* **Recorded information**
........

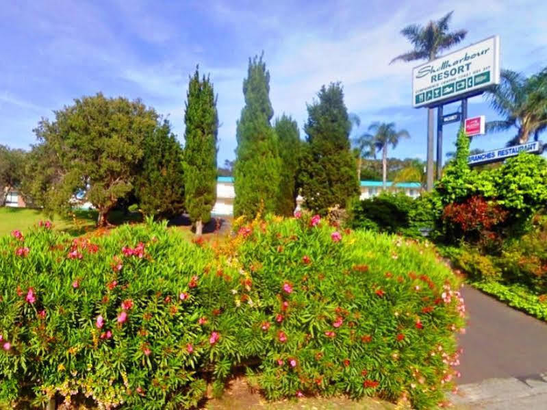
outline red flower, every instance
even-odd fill
[[[220,338],[220,335],[218,332],[213,332],[211,333],[211,337],[209,338],[209,343],[214,344]]]
[[[23,233],[18,229],[15,229],[15,231],[12,231],[12,236],[13,236],[15,239],[18,240],[23,240],[25,238],[23,236]]]
[[[190,283],[188,283],[188,287],[195,287],[198,285],[198,277],[193,276],[190,281]]]
[[[281,343],[285,343],[287,342],[287,335],[285,335],[285,332],[283,331],[279,331],[279,333],[277,333],[277,338]]]
[[[26,257],[29,252],[29,249],[28,246],[25,246],[24,248],[18,248],[17,250],[15,251],[15,255],[17,256],[21,256],[21,257]]]
[[[361,336],[361,341],[363,343],[370,343],[372,340],[372,337],[370,335],[364,335]]]
[[[29,287],[28,292],[27,292],[27,297],[25,298],[25,300],[27,300],[29,303],[32,305],[34,302],[36,301],[36,297],[34,296],[34,290],[31,287]]]
[[[288,282],[283,284],[283,290],[287,293],[292,293],[292,286]]]

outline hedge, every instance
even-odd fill
[[[424,246],[298,216],[216,248],[160,224],[0,239],[0,405],[188,409],[240,368],[271,400],[445,404],[459,281]]]

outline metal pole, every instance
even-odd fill
[[[442,105],[437,107],[437,179],[442,176]]]
[[[433,189],[433,109],[427,109],[427,184],[428,191]]]
[[[461,100],[461,126],[466,125],[466,120],[467,119],[467,99],[465,98]]]

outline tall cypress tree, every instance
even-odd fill
[[[236,216],[254,217],[262,211],[277,209],[281,159],[277,136],[270,120],[270,73],[262,55],[249,59],[247,78],[243,80],[245,106],[238,121],[238,148],[233,168]]]
[[[300,131],[296,121],[284,114],[275,120],[275,133],[281,159],[281,183],[277,212],[290,216],[296,206],[296,177],[300,155]]]
[[[340,83],[323,86],[318,101],[307,105],[304,129],[307,144],[302,155],[300,183],[306,207],[325,214],[335,205],[345,207],[359,194],[351,151],[351,122]]]
[[[190,77],[184,121],[184,178],[186,210],[196,235],[211,219],[216,201],[216,142],[218,115],[209,76],[200,81],[199,68]]]

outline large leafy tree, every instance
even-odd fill
[[[211,220],[216,201],[216,151],[218,114],[216,97],[209,77],[199,77],[199,69],[190,77],[184,121],[184,175],[186,209],[201,235]]]
[[[385,190],[385,182],[387,175],[387,146],[391,145],[395,148],[401,138],[409,138],[410,135],[406,129],[396,131],[395,123],[373,123],[368,127],[372,133],[372,140],[376,149],[382,153],[382,182]]]
[[[27,153],[0,144],[0,206],[10,189],[20,188]]]
[[[249,59],[243,81],[245,106],[238,121],[238,147],[233,167],[236,216],[255,216],[259,212],[277,209],[281,161],[277,136],[270,120],[270,73],[266,63],[255,56]]]
[[[143,142],[144,155],[136,178],[135,194],[147,215],[168,217],[184,209],[182,147],[167,120]]]
[[[275,128],[279,141],[279,157],[282,164],[277,212],[281,215],[290,216],[296,206],[298,195],[300,131],[296,121],[285,114],[275,120]]]
[[[450,12],[437,21],[431,21],[422,27],[411,24],[403,29],[400,34],[414,46],[414,49],[394,58],[396,61],[411,62],[420,60],[432,61],[439,53],[459,44],[466,38],[467,30],[449,31],[448,23],[452,18]],[[428,151],[427,189],[433,188],[433,109],[427,110]]]
[[[68,209],[76,198],[89,201],[99,211],[97,225],[107,225],[109,212],[133,190],[157,114],[139,100],[99,93],[75,100],[55,116],[34,130],[40,144],[29,169],[44,174],[27,184],[29,194],[47,210]]]
[[[351,122],[339,83],[323,86],[318,100],[308,105],[306,141],[300,183],[306,207],[325,214],[329,208],[345,207],[359,194],[349,133]]]
[[[502,70],[501,82],[487,92],[492,107],[505,119],[489,121],[488,132],[513,127],[517,133],[508,146],[537,140],[547,129],[547,68],[528,78],[510,70]]]

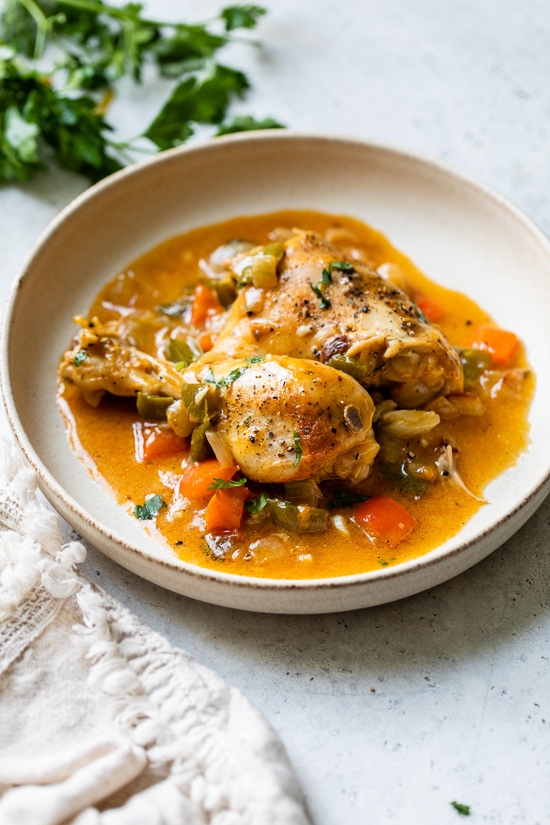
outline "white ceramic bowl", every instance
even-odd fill
[[[358,217],[430,278],[467,293],[527,345],[538,375],[531,447],[488,488],[453,539],[395,567],[282,581],[179,561],[96,484],[69,447],[56,369],[72,317],[125,264],[173,235],[235,215],[314,208]],[[274,131],[165,152],[102,181],[39,239],[8,300],[2,391],[11,426],[45,495],[110,558],[215,604],[319,613],[381,604],[439,584],[508,539],[549,489],[550,245],[503,198],[422,157],[360,141]]]

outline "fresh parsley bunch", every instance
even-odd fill
[[[95,181],[131,162],[144,138],[156,151],[203,124],[218,135],[280,127],[227,119],[250,84],[217,60],[236,30],[256,26],[260,6],[227,6],[194,24],[151,20],[134,2],[0,0],[0,9],[0,180],[27,180],[56,159]],[[141,83],[148,65],[173,81],[172,93],[140,135],[116,142],[108,106],[119,81]]]

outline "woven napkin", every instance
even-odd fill
[[[1,825],[307,825],[263,716],[84,557],[0,440]]]

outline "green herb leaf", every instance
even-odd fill
[[[302,439],[300,438],[296,430],[292,430],[292,435],[294,436],[294,451],[296,453],[296,458],[294,459],[293,467],[296,467],[299,464],[300,459],[302,457]]]
[[[86,360],[86,358],[90,357],[90,353],[86,352],[85,349],[79,349],[76,353],[75,357],[73,358],[73,364],[75,367],[79,367],[80,364]]]
[[[194,133],[194,124],[221,123],[229,104],[248,88],[246,75],[220,64],[205,76],[186,77],[145,130],[144,137],[159,149],[184,143]]]
[[[319,281],[319,283],[322,283],[322,281]],[[319,298],[319,300],[321,302],[319,304],[319,308],[320,309],[328,309],[330,307],[330,301],[322,293],[320,286],[319,285],[314,286],[313,284],[310,284],[310,287],[311,287],[311,291]]]
[[[0,180],[28,180],[53,158],[95,181],[132,162],[144,137],[155,151],[188,140],[197,124],[219,126],[223,134],[280,127],[249,116],[224,122],[250,83],[243,72],[218,63],[217,53],[232,42],[234,30],[254,28],[265,11],[227,6],[206,23],[189,25],[151,20],[136,2],[3,0]],[[146,67],[176,80],[175,88],[144,132],[116,142],[107,106],[121,80],[154,82]]]
[[[263,356],[261,357],[263,358]],[[205,384],[213,384],[215,387],[221,390],[222,387],[229,387],[233,383],[233,381],[236,381],[237,378],[240,378],[241,375],[244,375],[247,369],[248,366],[235,367],[234,370],[231,370],[229,375],[224,375],[222,376],[222,378],[216,378],[216,376],[212,372],[212,367],[208,367],[203,380]]]
[[[278,120],[274,120],[272,117],[264,117],[262,120],[256,120],[256,118],[251,115],[238,115],[228,123],[223,123],[216,132],[216,136],[232,135],[235,132],[255,132],[260,129],[284,128],[282,123],[279,123]]]
[[[214,478],[207,490],[228,490],[230,487],[242,487],[248,481],[247,478],[240,478],[238,481],[225,481],[223,478]]]
[[[462,805],[461,802],[451,802],[451,805],[458,811],[459,814],[462,816],[470,816],[470,806],[469,805]]]
[[[134,508],[134,515],[141,521],[153,519],[163,507],[166,507],[166,502],[157,493],[151,498],[148,498],[145,504],[136,504]]]
[[[348,263],[347,261],[331,261],[328,265],[328,270],[332,275],[332,270],[338,269],[340,272],[354,272],[355,267],[353,264]]]
[[[255,516],[257,513],[261,513],[264,507],[267,505],[267,496],[265,493],[260,493],[258,498],[253,498],[250,501],[245,501],[245,509],[248,510],[251,515]]]

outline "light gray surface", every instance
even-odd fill
[[[149,9],[190,18],[219,8],[203,2],[199,15],[198,5],[157,0]],[[546,0],[265,5],[263,49],[228,56],[253,80],[243,109],[430,154],[493,186],[550,231]],[[117,104],[123,134],[139,122],[134,103],[152,111],[159,93],[127,91]],[[40,231],[83,186],[60,173],[0,190],[2,300]],[[256,703],[286,744],[316,825],[543,825],[549,525],[547,500],[459,578],[403,602],[329,616],[196,603],[93,550],[84,570]],[[469,819],[452,800],[471,805]]]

........

* **Instruction**
Which of the rows above contain the string "outline"? Copy each of those rows in full.

* **Result of this task**
outline red flower, every instance
outline hedge, every instance
outline metal pole, every instance
outline tall cypress tree, every instance
outline large leafy tree, every instance
outline "white ceramic bowl", every instance
outline "fresh parsley bunch", every instance
outline "woven napkin", every instance
outline "green herb leaf", every instance
outline "light gray surface", every instance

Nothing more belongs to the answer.